Task objective: Retype the entries below exactly, and keep every picture out of your version.

○ ○ ○ ○

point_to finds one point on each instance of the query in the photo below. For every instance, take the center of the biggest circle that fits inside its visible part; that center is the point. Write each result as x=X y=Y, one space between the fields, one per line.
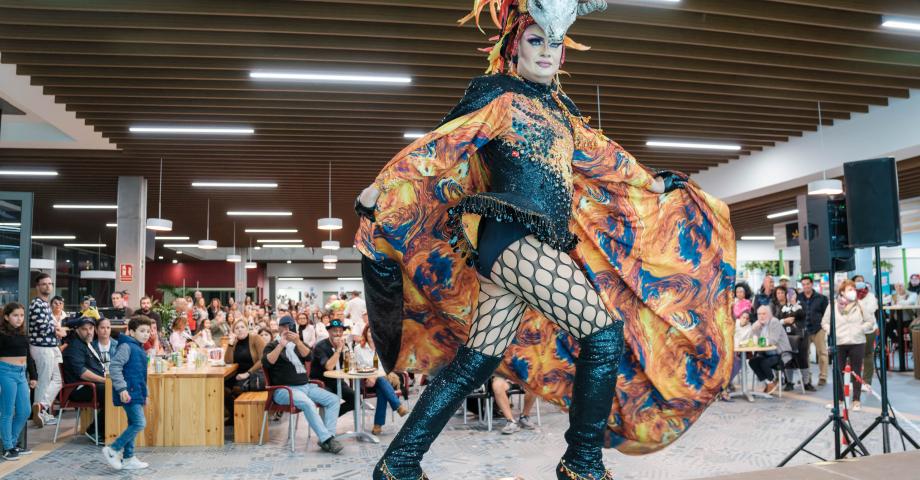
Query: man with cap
x=284 y=361
x=82 y=363
x=327 y=355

○ ○ ○ ○

Worked solution:
point_to finds one point on each instance of the query in the photo below. For every instance, take the center of the biggest circle that fits inside its visible part; that center is the point. Write each result as x=X y=Y, one space between the fields, one per line.
Query: man with cap
x=284 y=361
x=82 y=363
x=327 y=355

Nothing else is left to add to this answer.